→ **Data supplied**
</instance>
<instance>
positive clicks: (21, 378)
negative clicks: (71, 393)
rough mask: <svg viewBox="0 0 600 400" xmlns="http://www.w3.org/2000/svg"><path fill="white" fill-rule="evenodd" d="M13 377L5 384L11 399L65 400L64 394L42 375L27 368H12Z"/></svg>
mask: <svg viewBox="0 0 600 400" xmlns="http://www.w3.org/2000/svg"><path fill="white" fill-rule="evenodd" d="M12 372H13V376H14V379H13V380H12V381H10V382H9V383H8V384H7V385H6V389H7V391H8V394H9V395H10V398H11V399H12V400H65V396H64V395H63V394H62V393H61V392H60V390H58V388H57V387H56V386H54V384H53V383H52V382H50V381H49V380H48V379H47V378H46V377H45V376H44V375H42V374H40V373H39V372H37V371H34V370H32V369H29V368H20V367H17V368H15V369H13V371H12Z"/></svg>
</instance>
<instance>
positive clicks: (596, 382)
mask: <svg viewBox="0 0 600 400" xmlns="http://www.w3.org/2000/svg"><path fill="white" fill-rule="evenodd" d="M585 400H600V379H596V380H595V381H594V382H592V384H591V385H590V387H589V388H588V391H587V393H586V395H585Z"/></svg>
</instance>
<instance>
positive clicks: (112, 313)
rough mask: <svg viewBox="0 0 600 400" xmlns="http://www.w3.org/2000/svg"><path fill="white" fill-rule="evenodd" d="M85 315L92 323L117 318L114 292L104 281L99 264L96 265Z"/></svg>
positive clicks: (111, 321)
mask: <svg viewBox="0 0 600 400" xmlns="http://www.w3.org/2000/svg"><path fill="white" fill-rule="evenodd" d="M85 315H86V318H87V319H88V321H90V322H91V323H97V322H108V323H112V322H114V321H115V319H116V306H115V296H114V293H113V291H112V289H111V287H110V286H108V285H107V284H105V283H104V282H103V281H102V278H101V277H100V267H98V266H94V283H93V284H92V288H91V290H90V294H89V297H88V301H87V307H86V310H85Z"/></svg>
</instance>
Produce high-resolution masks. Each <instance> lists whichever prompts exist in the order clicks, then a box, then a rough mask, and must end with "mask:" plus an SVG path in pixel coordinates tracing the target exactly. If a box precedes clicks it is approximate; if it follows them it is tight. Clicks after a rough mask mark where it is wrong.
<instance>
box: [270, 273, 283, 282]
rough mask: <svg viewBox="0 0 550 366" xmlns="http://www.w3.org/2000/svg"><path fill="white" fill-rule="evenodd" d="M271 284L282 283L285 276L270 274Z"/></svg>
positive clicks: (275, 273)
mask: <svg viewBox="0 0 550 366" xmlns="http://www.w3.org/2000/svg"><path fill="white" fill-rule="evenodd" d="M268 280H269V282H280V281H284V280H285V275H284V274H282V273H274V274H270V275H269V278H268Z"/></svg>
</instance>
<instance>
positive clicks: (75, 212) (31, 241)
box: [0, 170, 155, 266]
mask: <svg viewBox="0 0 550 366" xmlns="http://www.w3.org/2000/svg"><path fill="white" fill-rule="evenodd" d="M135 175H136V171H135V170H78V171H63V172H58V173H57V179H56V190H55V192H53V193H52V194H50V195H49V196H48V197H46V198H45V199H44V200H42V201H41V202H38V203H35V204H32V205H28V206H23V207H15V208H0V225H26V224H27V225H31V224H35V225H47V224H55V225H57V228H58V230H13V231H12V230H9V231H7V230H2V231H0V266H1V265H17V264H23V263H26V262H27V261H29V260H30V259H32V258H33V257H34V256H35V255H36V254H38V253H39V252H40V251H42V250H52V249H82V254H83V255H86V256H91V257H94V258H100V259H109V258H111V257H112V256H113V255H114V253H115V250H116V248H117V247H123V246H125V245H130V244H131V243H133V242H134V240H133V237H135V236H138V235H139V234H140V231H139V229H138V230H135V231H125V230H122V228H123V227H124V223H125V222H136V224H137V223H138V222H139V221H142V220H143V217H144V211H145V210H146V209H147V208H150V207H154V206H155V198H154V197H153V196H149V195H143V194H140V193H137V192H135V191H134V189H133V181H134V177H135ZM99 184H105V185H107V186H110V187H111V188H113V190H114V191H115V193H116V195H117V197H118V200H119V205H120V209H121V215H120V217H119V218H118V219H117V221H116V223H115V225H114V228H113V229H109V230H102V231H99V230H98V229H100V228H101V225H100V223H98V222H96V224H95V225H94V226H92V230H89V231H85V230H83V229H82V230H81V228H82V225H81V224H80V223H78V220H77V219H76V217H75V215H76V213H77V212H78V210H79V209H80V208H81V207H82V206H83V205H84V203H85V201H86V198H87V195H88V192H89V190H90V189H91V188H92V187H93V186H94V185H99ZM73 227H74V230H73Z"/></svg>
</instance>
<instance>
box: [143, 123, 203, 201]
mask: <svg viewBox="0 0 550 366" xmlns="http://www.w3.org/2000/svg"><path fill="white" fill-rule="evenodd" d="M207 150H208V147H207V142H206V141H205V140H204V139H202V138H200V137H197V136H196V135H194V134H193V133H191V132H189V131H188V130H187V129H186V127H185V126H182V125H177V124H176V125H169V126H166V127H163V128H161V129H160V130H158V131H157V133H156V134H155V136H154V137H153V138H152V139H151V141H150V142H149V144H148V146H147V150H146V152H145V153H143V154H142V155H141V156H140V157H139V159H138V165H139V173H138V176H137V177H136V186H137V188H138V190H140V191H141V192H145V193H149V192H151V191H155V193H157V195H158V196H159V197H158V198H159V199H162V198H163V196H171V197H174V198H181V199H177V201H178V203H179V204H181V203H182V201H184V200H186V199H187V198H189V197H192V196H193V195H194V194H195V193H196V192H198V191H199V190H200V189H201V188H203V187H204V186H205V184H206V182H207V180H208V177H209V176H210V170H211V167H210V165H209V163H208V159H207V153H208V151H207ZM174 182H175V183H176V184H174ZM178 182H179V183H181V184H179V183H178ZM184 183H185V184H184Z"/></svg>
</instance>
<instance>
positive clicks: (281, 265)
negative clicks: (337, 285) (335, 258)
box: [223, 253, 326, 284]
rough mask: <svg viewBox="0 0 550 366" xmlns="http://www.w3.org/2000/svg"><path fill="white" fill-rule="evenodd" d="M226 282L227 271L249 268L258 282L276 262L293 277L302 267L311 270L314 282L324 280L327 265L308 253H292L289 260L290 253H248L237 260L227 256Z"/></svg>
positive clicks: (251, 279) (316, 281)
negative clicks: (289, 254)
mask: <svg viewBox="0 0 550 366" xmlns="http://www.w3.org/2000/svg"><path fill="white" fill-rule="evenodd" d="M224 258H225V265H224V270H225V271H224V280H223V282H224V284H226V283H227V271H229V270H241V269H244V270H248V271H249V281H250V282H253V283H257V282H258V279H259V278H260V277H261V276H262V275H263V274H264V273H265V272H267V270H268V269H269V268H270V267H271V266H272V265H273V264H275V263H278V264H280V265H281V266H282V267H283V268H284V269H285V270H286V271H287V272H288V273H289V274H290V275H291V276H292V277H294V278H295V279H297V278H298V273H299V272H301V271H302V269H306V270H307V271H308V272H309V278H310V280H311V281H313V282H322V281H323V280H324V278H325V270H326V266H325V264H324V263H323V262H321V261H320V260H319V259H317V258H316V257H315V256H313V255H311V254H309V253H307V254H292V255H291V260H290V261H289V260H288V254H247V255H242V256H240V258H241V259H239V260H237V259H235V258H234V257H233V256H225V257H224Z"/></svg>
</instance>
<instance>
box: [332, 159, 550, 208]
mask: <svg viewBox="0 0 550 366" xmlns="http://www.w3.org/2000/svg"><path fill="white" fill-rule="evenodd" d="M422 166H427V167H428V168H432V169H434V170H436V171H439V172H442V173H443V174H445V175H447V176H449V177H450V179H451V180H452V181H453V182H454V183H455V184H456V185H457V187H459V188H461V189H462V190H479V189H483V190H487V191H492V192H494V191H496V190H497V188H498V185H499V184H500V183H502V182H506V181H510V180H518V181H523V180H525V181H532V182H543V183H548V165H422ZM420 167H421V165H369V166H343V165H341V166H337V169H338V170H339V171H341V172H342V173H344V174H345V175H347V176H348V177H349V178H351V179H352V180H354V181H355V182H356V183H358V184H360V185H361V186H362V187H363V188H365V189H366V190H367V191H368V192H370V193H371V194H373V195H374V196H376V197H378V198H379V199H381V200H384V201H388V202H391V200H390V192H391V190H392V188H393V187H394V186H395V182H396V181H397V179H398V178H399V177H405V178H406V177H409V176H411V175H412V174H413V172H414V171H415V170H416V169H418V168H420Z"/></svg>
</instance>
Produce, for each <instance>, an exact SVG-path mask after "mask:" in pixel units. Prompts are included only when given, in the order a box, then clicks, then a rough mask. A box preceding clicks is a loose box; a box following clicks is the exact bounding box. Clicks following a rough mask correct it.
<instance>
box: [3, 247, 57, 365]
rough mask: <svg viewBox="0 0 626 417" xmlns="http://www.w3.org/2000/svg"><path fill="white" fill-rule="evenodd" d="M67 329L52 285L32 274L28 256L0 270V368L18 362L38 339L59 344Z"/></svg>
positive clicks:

→ **Task description**
Reproduce without change every line of the entries above, from the one containing "Produce, for each" through the last.

→ **Problem solution**
Produce, for each <instance>, an exact SVG-path mask after "mask:" in pixel units. Prompts are included only when given, in the order a box, then clicks, then a rough mask. A box preceding clicks is a loose box; a box following clicks is the exact bounding box. Clicks following a rough mask correct it.
<instance>
box: [3, 247, 57, 365]
rough mask: <svg viewBox="0 0 626 417" xmlns="http://www.w3.org/2000/svg"><path fill="white" fill-rule="evenodd" d="M67 329L52 285L32 274L28 256L0 270V368L18 362L38 339L59 344Z"/></svg>
positive clicks:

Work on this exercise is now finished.